▸ **Exercise details**:
Swap "thickest part" for "widest part" in the lines running from the one holding "Please place a point on the cabinet" through the one holding "column 332, row 214", inclusive. Write out only those lines, with nothing else altered.

-- BEGIN Exercise data --

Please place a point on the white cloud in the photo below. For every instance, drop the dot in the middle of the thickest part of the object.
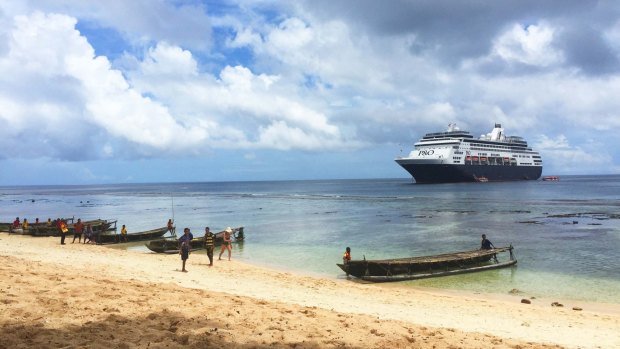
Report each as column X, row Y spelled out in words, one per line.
column 532, row 45
column 557, row 153
column 47, row 51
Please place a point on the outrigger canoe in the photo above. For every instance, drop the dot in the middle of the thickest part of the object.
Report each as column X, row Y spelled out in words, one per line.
column 412, row 268
column 171, row 245
column 114, row 238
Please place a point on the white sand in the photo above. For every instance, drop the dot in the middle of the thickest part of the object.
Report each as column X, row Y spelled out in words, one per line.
column 262, row 307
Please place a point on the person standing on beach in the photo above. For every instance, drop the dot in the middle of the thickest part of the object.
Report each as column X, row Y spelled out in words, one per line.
column 226, row 244
column 123, row 233
column 88, row 233
column 77, row 231
column 62, row 229
column 185, row 247
column 170, row 226
column 346, row 258
column 209, row 244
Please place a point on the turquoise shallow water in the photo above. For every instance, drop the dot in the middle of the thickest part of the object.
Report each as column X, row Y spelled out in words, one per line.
column 566, row 234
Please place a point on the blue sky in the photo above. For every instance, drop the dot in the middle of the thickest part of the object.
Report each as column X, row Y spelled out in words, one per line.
column 165, row 91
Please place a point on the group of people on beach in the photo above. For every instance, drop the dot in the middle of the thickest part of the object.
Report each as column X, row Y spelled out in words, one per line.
column 185, row 246
column 79, row 229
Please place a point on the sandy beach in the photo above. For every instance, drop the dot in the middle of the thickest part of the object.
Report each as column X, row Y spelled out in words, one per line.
column 76, row 295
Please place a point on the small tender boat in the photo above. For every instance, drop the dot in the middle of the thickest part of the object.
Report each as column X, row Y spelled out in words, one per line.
column 114, row 238
column 412, row 268
column 171, row 245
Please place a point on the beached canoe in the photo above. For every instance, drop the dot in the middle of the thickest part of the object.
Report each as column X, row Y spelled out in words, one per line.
column 114, row 238
column 33, row 228
column 171, row 245
column 412, row 268
column 98, row 225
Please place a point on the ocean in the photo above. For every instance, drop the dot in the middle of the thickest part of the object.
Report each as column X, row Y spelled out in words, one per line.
column 566, row 234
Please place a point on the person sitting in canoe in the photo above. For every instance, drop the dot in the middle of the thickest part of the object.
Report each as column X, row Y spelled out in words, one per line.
column 486, row 244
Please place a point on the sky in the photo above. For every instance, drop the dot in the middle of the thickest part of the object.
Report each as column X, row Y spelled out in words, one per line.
column 116, row 91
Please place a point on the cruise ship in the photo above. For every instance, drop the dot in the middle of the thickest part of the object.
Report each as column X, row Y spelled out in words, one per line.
column 456, row 156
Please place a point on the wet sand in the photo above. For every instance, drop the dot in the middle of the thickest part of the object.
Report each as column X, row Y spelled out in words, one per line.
column 77, row 296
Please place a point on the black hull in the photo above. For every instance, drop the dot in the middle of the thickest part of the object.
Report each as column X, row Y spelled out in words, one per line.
column 447, row 173
column 104, row 238
column 171, row 245
column 427, row 266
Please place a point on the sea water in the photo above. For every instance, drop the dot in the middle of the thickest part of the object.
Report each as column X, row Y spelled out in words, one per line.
column 566, row 234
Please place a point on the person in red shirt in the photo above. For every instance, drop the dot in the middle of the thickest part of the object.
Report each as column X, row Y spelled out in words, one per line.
column 16, row 223
column 78, row 228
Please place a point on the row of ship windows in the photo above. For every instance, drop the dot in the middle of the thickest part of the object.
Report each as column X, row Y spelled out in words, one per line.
column 472, row 145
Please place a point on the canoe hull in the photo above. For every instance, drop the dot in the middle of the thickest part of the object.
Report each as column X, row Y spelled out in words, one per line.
column 427, row 267
column 171, row 245
column 107, row 238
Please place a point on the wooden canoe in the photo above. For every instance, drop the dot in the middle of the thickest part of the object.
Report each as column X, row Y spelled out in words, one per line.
column 115, row 238
column 412, row 268
column 171, row 245
column 98, row 225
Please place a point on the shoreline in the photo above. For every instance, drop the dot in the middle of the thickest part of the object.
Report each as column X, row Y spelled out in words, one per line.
column 459, row 316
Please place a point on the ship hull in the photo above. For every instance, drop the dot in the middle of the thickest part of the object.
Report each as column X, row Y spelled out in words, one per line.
column 449, row 173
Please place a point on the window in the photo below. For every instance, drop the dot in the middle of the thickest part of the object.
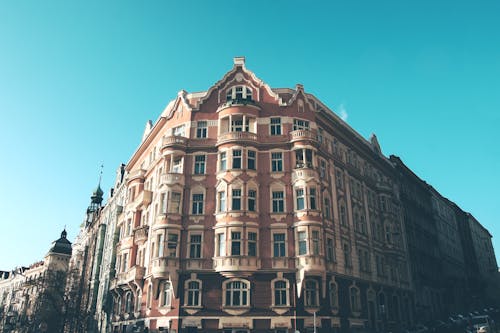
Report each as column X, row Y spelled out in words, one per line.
column 221, row 241
column 160, row 240
column 193, row 293
column 222, row 161
column 299, row 124
column 279, row 245
column 299, row 193
column 166, row 293
column 330, row 250
column 355, row 301
column 178, row 131
column 195, row 246
column 315, row 241
column 237, row 293
column 302, row 243
column 251, row 160
column 326, row 208
column 278, row 202
column 237, row 159
column 236, row 200
column 275, row 127
column 347, row 255
column 199, row 164
column 175, row 203
column 334, row 303
column 280, row 293
column 311, row 293
column 177, row 165
column 222, row 201
column 276, row 162
column 252, row 194
column 252, row 244
column 235, row 243
column 172, row 245
column 312, row 198
column 201, row 129
column 197, row 208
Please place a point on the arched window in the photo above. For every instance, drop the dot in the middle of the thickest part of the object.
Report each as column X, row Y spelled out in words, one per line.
column 237, row 293
column 311, row 293
column 193, row 293
column 166, row 293
column 280, row 293
column 129, row 302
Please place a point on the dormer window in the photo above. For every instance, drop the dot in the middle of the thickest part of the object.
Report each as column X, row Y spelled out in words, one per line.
column 239, row 93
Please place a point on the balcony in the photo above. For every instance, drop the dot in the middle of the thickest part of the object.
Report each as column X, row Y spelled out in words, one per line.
column 141, row 234
column 135, row 273
column 143, row 199
column 236, row 137
column 313, row 264
column 236, row 266
column 174, row 141
column 172, row 178
column 303, row 135
column 164, row 267
column 304, row 174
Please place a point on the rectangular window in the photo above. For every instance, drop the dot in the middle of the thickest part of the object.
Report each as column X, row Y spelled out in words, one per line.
column 251, row 160
column 172, row 245
column 299, row 124
column 197, row 208
column 236, row 200
column 278, row 202
column 252, row 244
column 195, row 246
column 199, row 164
column 175, row 203
column 159, row 240
column 275, row 126
column 312, row 198
column 276, row 162
column 236, row 159
column 302, row 243
column 201, row 129
column 223, row 161
column 278, row 245
column 222, row 201
column 299, row 193
column 315, row 240
column 235, row 243
column 252, row 194
column 221, row 241
column 330, row 254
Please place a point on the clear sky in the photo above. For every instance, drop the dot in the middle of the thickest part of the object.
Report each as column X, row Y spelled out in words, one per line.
column 79, row 80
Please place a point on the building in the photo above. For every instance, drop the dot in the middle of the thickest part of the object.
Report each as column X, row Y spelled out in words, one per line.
column 256, row 209
column 34, row 297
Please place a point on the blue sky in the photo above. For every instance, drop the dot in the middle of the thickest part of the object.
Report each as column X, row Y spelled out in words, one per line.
column 79, row 80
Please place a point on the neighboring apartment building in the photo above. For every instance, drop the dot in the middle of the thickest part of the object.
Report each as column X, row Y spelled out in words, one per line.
column 423, row 243
column 257, row 209
column 33, row 298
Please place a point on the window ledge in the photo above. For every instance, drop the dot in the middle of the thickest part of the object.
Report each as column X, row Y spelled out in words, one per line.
column 235, row 310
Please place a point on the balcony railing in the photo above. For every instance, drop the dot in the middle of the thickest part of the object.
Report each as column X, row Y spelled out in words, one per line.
column 303, row 134
column 174, row 141
column 164, row 267
column 237, row 137
column 232, row 266
column 172, row 178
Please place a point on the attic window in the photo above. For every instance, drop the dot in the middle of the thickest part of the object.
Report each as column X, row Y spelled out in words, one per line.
column 238, row 94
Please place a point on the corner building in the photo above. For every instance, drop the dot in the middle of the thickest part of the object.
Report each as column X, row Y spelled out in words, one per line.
column 252, row 209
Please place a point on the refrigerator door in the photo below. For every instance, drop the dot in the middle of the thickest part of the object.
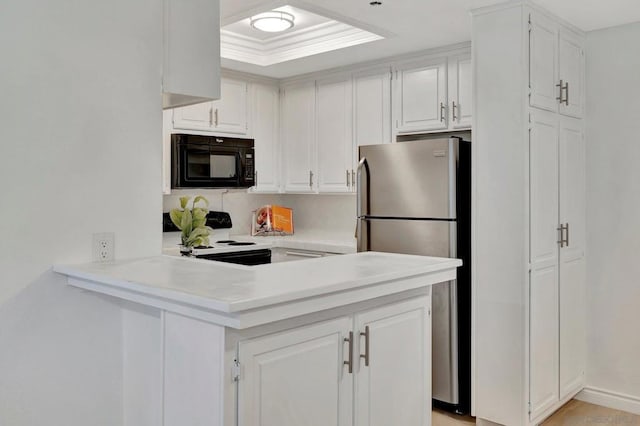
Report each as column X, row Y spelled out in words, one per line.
column 427, row 238
column 414, row 179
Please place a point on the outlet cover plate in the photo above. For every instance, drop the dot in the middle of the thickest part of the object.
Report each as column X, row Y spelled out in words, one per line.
column 104, row 247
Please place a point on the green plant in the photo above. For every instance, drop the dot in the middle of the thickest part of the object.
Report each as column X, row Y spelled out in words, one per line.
column 192, row 222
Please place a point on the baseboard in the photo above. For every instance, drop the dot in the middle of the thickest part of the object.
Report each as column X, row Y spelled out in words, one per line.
column 610, row 399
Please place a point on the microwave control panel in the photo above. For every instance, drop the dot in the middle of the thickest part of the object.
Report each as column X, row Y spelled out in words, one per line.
column 249, row 167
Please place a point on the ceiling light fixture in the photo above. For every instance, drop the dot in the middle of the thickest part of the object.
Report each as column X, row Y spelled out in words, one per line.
column 272, row 22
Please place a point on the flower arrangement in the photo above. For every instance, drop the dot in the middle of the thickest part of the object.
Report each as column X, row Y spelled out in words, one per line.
column 192, row 222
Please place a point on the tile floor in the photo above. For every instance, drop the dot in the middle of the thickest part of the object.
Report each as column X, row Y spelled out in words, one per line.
column 574, row 413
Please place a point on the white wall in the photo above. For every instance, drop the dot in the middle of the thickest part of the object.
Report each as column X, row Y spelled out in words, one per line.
column 613, row 209
column 80, row 152
column 334, row 215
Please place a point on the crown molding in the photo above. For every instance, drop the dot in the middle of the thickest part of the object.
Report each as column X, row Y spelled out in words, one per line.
column 310, row 41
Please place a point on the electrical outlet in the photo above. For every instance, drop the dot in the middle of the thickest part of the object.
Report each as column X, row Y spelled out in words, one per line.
column 103, row 247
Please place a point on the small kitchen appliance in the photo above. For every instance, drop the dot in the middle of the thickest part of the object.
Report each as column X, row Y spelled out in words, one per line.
column 211, row 162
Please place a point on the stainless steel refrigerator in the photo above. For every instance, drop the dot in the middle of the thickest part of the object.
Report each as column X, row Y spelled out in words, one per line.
column 415, row 197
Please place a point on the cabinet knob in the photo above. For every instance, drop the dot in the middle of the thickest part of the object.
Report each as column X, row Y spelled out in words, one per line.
column 366, row 346
column 349, row 361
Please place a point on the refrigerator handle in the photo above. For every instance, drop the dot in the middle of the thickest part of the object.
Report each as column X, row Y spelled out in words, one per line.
column 362, row 172
column 361, row 167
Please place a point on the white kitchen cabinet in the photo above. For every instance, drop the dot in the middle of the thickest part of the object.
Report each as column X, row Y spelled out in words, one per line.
column 537, row 154
column 556, row 76
column 166, row 151
column 393, row 380
column 543, row 68
column 297, row 377
column 191, row 46
column 372, row 107
column 434, row 94
column 265, row 107
column 557, row 307
column 369, row 369
column 460, row 92
column 420, row 96
column 298, row 137
column 334, row 135
column 571, row 73
column 543, row 252
column 225, row 116
column 572, row 300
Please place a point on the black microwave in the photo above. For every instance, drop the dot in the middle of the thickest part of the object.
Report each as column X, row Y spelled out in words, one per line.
column 211, row 162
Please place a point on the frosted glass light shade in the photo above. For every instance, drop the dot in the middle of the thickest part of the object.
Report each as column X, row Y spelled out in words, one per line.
column 272, row 22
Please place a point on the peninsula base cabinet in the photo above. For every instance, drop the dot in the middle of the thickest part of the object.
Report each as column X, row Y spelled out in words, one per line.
column 369, row 369
column 362, row 364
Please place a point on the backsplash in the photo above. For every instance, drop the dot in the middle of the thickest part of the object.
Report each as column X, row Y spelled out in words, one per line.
column 332, row 214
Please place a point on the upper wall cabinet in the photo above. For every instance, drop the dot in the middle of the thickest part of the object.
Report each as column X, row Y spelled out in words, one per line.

-- END Exercise data --

▸ **Task output**:
Please place a point on the cabinet knob in the photo above. For every instance, drop the dot in the middle of the widest part of the object.
Report each as column X, row Y spelled out in words, one per line.
column 366, row 346
column 349, row 361
Please place a point on the refrigerator handle in the photo above. For every instance, drop the dot in the middle of the widest part of the object.
Report each as column X, row Y spelled out in words, one per line.
column 362, row 172
column 361, row 167
Please place a point on the white kitchen cabinet in the photo above. For every instance, drop the dot in the middle of the widest part of the object.
Report each as column X, row Y spelled out in words, one per line.
column 537, row 154
column 556, row 76
column 166, row 151
column 393, row 380
column 543, row 68
column 297, row 377
column 191, row 46
column 372, row 107
column 434, row 94
column 265, row 107
column 557, row 307
column 369, row 369
column 460, row 92
column 420, row 96
column 298, row 137
column 334, row 135
column 571, row 73
column 543, row 252
column 225, row 116
column 572, row 300
Please place a point on the black microwave in the photo above. For every instance, drop the dot in the middle of the widest part of the object.
Report each as column X, row Y spelled out in words, one per line.
column 211, row 162
Please place a point on the frosted glass light shade in the photo above. For every instance, drop the dot in the middle of the widest part of the object.
Report each as column X, row Y spelled out in words, one per line.
column 272, row 22
Please place a point on the peninsula base cabinet in the photo above. For every instance, drop the dot in the middle of the widest part of the object.
Report each as column X, row Y spelled out in words, one per line.
column 369, row 369
column 362, row 364
Please place a point on the backsplash in the photo above. For every instance, drop the dot in the middle of the widest part of the object.
Report each as column X, row Y spelled out in words, one per line.
column 332, row 214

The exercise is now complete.